→ **What you should do**
Find each line in the items below that contains the string "black" and copy it out. Case counts.

Examples of point labeling:
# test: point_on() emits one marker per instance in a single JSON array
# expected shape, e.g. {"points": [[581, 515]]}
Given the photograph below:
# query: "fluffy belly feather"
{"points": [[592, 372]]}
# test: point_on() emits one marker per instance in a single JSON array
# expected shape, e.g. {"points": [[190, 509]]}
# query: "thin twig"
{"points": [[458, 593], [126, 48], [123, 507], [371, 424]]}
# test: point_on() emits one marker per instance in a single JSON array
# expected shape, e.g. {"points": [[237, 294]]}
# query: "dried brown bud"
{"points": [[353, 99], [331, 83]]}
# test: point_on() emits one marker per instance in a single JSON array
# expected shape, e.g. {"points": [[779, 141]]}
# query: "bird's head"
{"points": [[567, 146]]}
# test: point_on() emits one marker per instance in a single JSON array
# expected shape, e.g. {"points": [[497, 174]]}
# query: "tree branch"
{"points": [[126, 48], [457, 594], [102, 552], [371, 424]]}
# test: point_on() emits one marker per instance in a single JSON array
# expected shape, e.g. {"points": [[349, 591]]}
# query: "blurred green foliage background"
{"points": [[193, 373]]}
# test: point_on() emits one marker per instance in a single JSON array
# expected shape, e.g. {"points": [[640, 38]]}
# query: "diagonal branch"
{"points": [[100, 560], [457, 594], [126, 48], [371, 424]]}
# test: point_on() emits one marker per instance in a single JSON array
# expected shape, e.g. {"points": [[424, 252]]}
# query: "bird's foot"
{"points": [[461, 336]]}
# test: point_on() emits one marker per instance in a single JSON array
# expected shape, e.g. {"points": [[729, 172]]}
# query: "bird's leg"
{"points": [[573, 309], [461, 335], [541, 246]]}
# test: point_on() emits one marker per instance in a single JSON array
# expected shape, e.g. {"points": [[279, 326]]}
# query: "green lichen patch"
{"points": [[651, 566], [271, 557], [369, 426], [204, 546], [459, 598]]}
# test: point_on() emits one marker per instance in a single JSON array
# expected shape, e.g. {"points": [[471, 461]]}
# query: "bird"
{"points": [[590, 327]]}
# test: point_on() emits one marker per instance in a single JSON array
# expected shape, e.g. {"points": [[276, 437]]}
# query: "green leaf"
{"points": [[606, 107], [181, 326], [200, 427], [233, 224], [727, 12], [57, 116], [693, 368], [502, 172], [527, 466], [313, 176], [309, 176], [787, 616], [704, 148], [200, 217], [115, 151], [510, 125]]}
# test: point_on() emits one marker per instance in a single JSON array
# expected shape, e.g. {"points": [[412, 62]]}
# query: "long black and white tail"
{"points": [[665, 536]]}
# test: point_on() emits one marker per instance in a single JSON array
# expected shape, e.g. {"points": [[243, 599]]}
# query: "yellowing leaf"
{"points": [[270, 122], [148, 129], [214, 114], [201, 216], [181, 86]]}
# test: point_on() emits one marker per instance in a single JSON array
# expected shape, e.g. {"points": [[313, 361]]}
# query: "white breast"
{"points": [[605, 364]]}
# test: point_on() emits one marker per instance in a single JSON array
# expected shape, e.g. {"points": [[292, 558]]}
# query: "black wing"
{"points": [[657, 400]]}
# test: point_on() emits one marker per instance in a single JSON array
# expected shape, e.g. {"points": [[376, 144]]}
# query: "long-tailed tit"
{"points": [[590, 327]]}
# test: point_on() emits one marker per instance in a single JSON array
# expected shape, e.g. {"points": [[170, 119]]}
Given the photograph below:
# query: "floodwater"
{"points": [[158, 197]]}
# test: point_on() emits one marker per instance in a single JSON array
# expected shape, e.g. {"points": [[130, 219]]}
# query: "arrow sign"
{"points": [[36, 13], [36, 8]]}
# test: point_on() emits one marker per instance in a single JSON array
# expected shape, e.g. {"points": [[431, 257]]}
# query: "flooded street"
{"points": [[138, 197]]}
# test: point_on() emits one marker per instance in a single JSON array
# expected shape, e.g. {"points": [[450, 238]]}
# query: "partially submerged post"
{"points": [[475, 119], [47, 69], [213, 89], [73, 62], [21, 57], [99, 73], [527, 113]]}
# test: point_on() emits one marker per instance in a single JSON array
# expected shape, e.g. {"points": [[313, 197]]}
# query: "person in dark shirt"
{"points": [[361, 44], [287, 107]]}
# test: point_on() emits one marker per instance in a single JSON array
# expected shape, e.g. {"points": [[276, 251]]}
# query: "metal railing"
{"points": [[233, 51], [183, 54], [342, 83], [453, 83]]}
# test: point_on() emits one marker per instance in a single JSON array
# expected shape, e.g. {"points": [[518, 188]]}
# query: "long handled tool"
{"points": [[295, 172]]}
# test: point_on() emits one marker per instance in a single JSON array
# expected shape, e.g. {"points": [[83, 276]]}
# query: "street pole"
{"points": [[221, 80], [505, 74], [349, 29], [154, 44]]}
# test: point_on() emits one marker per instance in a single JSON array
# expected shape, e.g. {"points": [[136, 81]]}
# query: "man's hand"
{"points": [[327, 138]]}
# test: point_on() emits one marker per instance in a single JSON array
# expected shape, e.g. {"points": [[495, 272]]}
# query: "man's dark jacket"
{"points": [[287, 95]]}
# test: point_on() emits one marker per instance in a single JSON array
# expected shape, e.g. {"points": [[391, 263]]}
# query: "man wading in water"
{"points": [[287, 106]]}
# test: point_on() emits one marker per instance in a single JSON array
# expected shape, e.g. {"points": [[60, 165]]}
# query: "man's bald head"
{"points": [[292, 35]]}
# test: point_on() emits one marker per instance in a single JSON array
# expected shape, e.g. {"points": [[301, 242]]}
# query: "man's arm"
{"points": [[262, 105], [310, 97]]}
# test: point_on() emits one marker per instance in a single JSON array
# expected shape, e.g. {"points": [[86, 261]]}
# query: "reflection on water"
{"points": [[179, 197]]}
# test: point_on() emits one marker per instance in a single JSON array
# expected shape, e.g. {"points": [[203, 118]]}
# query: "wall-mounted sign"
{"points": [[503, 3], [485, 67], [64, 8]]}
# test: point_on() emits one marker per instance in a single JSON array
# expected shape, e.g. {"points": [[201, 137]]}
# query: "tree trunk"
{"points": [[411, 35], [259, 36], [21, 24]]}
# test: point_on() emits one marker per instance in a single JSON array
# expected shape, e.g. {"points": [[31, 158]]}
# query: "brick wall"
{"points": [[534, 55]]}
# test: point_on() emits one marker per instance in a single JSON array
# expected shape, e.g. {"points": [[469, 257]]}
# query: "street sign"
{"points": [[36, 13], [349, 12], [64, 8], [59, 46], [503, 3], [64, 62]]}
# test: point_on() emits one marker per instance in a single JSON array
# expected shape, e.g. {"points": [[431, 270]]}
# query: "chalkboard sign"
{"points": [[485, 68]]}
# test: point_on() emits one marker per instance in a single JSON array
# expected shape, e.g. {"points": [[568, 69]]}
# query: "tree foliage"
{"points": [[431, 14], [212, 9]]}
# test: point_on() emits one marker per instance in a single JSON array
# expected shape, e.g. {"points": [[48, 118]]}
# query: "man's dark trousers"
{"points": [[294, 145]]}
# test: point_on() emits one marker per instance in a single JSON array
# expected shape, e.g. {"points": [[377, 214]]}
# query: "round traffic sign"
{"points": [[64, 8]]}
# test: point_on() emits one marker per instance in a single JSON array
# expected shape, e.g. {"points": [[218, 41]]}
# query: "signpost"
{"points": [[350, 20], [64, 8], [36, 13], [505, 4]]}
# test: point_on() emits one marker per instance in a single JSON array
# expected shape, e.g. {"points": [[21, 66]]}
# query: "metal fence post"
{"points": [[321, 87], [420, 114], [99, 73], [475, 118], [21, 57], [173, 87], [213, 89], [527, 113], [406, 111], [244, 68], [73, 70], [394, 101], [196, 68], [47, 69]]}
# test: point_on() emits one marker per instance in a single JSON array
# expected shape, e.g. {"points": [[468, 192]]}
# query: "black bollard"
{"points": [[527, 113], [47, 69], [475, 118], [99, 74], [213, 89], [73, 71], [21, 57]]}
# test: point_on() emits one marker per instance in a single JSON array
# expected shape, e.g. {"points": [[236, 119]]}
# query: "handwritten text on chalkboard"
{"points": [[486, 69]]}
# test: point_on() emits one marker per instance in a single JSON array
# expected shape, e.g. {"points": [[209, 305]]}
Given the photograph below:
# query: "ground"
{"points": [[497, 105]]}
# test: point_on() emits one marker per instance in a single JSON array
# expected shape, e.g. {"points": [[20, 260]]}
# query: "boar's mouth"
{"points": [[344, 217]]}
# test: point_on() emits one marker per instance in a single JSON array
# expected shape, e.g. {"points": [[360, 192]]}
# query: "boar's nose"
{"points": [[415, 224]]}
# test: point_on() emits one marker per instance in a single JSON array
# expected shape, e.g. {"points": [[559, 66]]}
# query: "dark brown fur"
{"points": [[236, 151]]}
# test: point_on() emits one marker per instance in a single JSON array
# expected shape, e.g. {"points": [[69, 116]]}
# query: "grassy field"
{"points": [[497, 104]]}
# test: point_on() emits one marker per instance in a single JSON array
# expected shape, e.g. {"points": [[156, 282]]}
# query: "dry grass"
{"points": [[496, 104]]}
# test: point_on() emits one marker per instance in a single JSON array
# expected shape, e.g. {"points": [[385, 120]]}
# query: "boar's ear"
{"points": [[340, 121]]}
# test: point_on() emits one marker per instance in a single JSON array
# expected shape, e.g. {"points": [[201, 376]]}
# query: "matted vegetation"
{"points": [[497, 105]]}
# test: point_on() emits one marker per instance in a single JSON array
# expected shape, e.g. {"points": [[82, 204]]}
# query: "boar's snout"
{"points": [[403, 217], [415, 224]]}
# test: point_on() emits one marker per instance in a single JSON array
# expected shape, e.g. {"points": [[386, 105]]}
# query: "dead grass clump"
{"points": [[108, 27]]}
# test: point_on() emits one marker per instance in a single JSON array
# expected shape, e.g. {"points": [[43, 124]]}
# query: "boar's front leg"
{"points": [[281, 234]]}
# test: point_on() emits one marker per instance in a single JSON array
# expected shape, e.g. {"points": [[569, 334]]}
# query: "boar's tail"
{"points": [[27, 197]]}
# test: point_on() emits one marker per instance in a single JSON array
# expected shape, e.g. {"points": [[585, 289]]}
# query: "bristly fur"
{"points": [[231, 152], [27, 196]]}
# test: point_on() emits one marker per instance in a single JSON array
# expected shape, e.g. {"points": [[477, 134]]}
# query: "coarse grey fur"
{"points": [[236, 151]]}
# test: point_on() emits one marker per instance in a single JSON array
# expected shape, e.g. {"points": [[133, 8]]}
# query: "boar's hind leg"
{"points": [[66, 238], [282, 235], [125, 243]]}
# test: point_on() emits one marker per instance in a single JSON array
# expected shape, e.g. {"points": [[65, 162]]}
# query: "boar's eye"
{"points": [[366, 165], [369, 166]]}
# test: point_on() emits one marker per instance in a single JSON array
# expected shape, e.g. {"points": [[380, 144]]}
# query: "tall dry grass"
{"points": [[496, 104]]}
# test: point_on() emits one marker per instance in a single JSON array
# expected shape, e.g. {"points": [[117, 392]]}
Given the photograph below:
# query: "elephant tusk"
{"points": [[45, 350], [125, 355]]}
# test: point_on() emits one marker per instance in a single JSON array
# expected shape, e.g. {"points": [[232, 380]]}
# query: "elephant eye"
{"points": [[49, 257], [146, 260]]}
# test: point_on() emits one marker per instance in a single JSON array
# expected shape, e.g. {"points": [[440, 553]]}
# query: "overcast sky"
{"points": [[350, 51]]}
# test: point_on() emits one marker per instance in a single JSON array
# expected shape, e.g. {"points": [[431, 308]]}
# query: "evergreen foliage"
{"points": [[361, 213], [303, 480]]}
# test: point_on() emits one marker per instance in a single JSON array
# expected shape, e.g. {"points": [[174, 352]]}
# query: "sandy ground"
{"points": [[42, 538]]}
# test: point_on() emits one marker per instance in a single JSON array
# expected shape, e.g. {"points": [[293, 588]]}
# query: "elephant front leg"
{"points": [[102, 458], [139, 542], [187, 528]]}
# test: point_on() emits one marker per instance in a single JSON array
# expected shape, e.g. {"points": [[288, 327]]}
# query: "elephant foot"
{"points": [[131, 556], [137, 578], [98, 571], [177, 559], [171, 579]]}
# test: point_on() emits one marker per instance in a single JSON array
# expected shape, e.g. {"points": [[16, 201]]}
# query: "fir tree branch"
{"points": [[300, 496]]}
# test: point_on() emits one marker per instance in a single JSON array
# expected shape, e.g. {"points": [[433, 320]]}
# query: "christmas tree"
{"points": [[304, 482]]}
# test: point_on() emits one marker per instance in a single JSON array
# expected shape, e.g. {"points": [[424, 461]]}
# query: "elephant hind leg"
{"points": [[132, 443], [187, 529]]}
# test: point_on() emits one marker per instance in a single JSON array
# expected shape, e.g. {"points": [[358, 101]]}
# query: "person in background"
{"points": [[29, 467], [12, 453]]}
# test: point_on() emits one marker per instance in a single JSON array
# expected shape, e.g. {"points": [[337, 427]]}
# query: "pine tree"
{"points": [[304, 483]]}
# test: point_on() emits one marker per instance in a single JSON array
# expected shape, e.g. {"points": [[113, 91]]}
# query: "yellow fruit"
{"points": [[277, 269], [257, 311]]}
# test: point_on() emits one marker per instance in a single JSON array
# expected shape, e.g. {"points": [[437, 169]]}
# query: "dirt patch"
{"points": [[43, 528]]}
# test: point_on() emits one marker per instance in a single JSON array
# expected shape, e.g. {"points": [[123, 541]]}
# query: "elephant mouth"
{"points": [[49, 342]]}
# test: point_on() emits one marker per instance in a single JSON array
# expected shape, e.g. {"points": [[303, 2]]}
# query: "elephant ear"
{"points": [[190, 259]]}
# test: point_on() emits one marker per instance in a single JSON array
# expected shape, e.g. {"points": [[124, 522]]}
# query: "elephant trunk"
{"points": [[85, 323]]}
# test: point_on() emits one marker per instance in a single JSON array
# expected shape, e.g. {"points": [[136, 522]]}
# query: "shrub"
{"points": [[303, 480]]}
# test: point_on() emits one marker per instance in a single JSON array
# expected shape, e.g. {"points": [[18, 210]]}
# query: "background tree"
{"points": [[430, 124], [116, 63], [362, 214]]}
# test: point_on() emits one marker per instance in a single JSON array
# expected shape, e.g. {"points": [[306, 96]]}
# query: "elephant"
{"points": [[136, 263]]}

→ **Answer below**
# query: "long black and white tail"
# query: "black wing"
# query: "black bollard"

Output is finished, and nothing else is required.